** Task details **
Working line by line, output the entries below exactly as they appear.
━━ Records
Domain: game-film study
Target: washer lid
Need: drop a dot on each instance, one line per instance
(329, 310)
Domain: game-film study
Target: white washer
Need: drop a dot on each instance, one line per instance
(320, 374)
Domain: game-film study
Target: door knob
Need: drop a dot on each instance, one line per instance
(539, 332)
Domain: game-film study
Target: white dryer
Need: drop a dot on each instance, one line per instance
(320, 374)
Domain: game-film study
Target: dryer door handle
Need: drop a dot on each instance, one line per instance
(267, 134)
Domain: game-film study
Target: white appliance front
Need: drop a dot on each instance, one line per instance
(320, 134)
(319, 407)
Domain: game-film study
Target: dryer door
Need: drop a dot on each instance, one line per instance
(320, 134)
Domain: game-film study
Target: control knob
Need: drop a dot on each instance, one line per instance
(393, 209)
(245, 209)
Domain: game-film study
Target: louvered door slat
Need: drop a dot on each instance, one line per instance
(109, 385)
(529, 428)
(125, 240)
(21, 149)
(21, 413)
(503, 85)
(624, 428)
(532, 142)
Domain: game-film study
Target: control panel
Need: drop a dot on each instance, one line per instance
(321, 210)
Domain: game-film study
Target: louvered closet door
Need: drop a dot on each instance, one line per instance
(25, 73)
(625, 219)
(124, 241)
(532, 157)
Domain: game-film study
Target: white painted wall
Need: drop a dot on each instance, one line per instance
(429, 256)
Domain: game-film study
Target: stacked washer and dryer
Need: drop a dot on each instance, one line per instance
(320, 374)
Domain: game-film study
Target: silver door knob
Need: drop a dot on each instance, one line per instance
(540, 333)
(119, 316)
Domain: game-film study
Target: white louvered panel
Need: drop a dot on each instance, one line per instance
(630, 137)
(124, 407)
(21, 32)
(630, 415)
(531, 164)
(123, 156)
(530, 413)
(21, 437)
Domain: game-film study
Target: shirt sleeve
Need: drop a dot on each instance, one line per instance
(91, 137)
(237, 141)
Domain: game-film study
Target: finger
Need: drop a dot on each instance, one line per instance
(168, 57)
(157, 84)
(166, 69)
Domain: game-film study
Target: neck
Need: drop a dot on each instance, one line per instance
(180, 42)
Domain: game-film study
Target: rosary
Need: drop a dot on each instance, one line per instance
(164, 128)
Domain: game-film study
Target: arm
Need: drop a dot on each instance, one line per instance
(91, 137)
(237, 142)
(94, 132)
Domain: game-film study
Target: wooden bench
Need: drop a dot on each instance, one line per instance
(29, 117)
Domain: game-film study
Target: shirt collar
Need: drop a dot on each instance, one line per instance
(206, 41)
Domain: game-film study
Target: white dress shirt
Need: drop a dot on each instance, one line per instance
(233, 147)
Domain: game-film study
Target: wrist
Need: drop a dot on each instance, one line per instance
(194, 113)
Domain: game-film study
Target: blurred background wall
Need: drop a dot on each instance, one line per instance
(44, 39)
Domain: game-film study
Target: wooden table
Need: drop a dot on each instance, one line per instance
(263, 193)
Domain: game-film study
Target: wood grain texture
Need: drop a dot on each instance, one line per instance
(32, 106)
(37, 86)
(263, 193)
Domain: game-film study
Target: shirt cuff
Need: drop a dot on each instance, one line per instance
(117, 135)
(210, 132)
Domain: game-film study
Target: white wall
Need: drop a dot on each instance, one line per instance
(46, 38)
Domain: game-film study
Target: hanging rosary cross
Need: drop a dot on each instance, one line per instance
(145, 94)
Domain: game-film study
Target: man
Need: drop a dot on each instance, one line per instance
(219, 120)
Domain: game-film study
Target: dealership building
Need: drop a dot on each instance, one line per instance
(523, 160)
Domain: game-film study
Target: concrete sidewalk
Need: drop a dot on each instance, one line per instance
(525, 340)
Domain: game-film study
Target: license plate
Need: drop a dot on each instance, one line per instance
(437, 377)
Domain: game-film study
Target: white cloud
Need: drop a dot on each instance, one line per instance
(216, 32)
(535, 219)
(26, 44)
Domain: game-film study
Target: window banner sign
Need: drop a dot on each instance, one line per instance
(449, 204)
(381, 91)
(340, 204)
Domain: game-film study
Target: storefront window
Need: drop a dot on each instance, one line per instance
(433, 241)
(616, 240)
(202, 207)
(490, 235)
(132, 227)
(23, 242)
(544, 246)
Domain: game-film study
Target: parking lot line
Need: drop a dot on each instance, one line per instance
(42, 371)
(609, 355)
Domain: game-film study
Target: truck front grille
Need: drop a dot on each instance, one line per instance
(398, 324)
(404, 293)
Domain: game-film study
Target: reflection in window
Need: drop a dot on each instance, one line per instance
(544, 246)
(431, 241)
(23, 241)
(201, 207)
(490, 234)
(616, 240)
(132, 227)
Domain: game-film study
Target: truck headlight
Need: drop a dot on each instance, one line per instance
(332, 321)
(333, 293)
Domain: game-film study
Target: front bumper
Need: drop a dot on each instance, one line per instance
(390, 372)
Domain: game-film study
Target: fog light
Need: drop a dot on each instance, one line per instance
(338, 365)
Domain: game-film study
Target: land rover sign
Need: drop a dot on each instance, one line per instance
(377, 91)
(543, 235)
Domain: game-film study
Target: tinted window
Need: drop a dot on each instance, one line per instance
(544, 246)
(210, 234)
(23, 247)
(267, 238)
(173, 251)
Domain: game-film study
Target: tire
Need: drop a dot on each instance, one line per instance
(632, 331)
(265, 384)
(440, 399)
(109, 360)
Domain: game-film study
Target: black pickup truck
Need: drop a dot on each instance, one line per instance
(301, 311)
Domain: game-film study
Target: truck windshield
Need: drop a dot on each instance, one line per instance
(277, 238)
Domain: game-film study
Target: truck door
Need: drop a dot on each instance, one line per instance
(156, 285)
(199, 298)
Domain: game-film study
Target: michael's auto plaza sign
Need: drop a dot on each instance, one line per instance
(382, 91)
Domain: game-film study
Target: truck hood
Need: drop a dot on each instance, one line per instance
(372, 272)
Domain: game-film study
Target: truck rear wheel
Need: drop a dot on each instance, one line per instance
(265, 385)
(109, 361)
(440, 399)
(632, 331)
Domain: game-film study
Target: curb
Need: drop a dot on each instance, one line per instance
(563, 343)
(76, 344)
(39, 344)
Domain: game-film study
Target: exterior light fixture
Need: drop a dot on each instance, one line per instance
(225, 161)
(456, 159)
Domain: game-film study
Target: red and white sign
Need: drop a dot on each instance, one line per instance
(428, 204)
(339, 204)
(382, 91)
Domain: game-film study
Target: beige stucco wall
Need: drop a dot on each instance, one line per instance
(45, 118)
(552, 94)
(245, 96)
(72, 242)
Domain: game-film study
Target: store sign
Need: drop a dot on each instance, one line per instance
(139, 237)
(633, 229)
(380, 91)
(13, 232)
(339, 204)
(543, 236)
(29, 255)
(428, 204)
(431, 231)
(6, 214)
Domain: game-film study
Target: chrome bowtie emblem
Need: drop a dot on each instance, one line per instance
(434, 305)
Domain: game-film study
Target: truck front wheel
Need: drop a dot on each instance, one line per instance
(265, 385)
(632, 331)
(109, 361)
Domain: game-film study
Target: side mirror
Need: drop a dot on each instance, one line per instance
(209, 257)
━━━━
** Written response **
Domain: game-film study
Target: washer lid
Need: drop a dot on each instance, one line per instance
(329, 310)
Domain: game-film study
Target: white washer
Need: drop a dot on each instance, one line per instance
(320, 374)
Domain: game-film study
Target: door knob
Need: drop a dot on each instance, one line per instance
(539, 332)
Domain: game-film study
Target: white dryer
Need: drop a dot on each instance, one line per instance
(320, 374)
Domain: game-film study
Target: dryer door handle
Need: drop a dot on each instance, one line per instance
(267, 134)
Domain: game-film study
Target: white appliance front
Need: drop a dot on each instance, one line per instance
(320, 134)
(319, 407)
Domain: game-film study
Target: dryer door
Need: drop a dot on each instance, one line per instance
(320, 134)
Domain: game-film study
Target: control knob
Need: drop a dot on each instance, one line per instance
(393, 209)
(245, 209)
Domain: game-film study
Target: louvered door slat
Need: drop a dot on each instance, one line per instance
(109, 385)
(529, 428)
(125, 240)
(21, 149)
(21, 413)
(503, 85)
(624, 428)
(532, 142)
Domain: game-film study
Target: control panel
Need: drop a dot on each instance, one line per instance
(321, 210)
Domain: game-film study
Target: louvered closet door
Need: drop a dot on each instance, one line per instance
(25, 73)
(625, 219)
(124, 241)
(532, 157)
Domain: game-film study
Target: white painted wall
Need: drop a dot on each instance, one line per instance
(429, 256)
Domain: game-film study
Target: stacked washer and dryer
Need: drop a dot on each instance, one line per instance
(320, 374)
Domain: game-film study
Target: silver door knob
Need: drop a dot on each instance, one line per instance
(540, 333)
(119, 316)
Domain: game-film study
Target: white louvered panel
Need: drop a dot on each instance, one line per instance
(630, 137)
(124, 407)
(21, 32)
(630, 415)
(531, 164)
(123, 156)
(530, 413)
(21, 437)
Domain: game-film study
Target: shirt sleeve
Need: drop a dot on each instance, one line per instance
(91, 137)
(237, 141)
Domain: game-film study
Target: finger
Need: drop a dot on each instance, one line per instance
(168, 57)
(157, 84)
(166, 69)
Domain: game-film study
Target: neck
Need: drop a dot on each instance, one line per instance
(180, 42)
Domain: game-film study
Target: rosary
Need: drop a dot on each instance, one line per instance
(164, 128)
Domain: game-film study
Target: arm
Need: drop a dot on each instance, one line per instance
(91, 137)
(237, 142)
(94, 132)
Domain: game-film study
Target: wooden bench
Need: drop a dot on each instance, one line per instance
(29, 117)
Domain: game-film study
Target: shirt collar
Need: drop a dot on each instance, one line per instance
(206, 41)
Domain: game-film study
Target: white dress shirt
Need: drop a dot on each instance, one line per instance
(233, 147)
Domain: game-film study
Target: wrist
Need: drop a dot on each instance, one line per instance
(194, 113)
Domain: game-film study
Target: blurred background wall
Need: drop a dot on each instance, one line per instance
(44, 39)
Domain: game-film study
Target: wooden table
Need: drop a dot on each instance, one line per instance
(263, 193)
Domain: game-film study
Target: wood grain texture
Need: drop a dot on each instance, one line per instance
(32, 106)
(37, 86)
(263, 193)
Domain: game-film study
Target: shirt cuff
Need: drop a dot on each instance, one line per instance
(117, 135)
(210, 132)
Domain: game-film study
Target: white wall
Need: drop a dot on each instance, one line per instance
(46, 38)
Domain: game-film study
Target: hanging rosary cross
Need: drop a dot on each instance, one line per instance
(145, 94)
Domain: game-film study
Target: man
Need: drop a dot on each instance, one line per instance
(219, 120)
Domain: game-film study
Target: dealership building
Need: drop a dot on each instance, one line per instance
(523, 160)
Domain: game-film study
Target: concrete sidewalk
Need: drop a dot on each instance, one line per instance
(525, 340)
Domain: game-film study
Target: license plate
Need: drop a dot on each instance, one line per instance
(437, 377)
Domain: game-film study
Target: white cloud
Need: drop a dot on each instance, one line per instance
(216, 32)
(535, 219)
(26, 44)
Domain: game-film study
Target: window banner sign
Need: drop a dot on each instance, one line per instance
(449, 204)
(381, 91)
(340, 204)
Domain: game-film study
Target: storefront window
Need: drop a dot on each instance, one line per instance
(433, 241)
(616, 240)
(202, 207)
(490, 235)
(132, 227)
(23, 242)
(544, 246)
Domain: game-film study
Target: parking lot line
Need: drop a dot on each instance, one line per instance
(42, 371)
(609, 355)
Domain: game-film study
Target: truck front grille
Need: drop a dot on each instance, one line per instance
(398, 324)
(404, 293)
Domain: game-film study
Target: reflection in window
Need: drop a dot on each instance, one line per instance
(544, 246)
(431, 241)
(23, 241)
(201, 207)
(490, 234)
(616, 240)
(132, 227)
Domain: game-film study
Target: truck headlight
Need: drop a dot on each instance, one line per instance
(332, 321)
(333, 293)
Domain: game-film study
Target: front bumper
Need: drop a dot on each instance, one line per instance
(390, 372)
Domain: game-film study
Target: fog light
Need: drop a dot on each instance, one line per instance
(338, 365)
Domain: game-film study
Target: land rover sign
Need: drop a dot on each instance, one line per instance
(377, 91)
(543, 235)
Domain: game-film study
Target: tinted window
Need: drop a dot on each instance, one line per instance
(544, 246)
(210, 234)
(23, 247)
(267, 238)
(173, 251)
Domain: game-film study
Target: tire
Need: drop a dot on each instance, one line per instance
(632, 331)
(265, 384)
(440, 399)
(109, 360)
Domain: game-film study
Target: black pickup truck
Need: drop a dot on each instance, one line per instance
(301, 311)
Domain: game-film study
Target: truck windshield
Need: drop a dot on each instance, one line per instance
(277, 238)
Domain: game-film study
Target: truck door
Need: drop a dot on each instance, one line per instance
(156, 285)
(199, 298)
Domain: game-film study
Target: michael's auto plaza sign
Need: drop a dot on each instance, one line per instance
(382, 91)
Domain: game-film study
Target: truck hood
Need: drop a dot on each instance, one line per instance
(372, 272)
Domain: game-film study
Target: truck rear wheel
Need: drop a dot on each instance, one line per instance
(265, 385)
(109, 361)
(440, 399)
(632, 331)
Domain: game-film study
Target: curb
Need: drop a dot on each instance, one line per instance
(563, 343)
(76, 344)
(39, 344)
Domain: game-film study
Target: exterior light fixture
Need: drop a dot on each instance, one line per instance
(225, 161)
(456, 159)
Domain: game-film study
Target: red and white sign
Need: drop a dot on each instance, one line per instance
(428, 204)
(339, 204)
(382, 91)
Domain: game-film study
Target: beige stucco wall
Need: drop a dot on each instance, one line per instance
(45, 118)
(552, 94)
(245, 96)
(72, 242)
Domain: game-film study
Target: store sign
Need: drop a dot on each instance, one line per instance
(139, 237)
(633, 229)
(380, 91)
(13, 232)
(339, 204)
(543, 236)
(29, 255)
(428, 204)
(431, 231)
(6, 214)
Domain: game-film study
Target: chrome bowtie emblem
Need: drop a dot on each instance, one line per instance
(434, 305)
Domain: game-film study
Target: truck front wheel
Need: drop a dot on each instance, one line per instance
(265, 385)
(632, 331)
(109, 361)
Domain: game-film study
Target: side mirror
Need: drop a dot on each instance, one line per instance
(209, 257)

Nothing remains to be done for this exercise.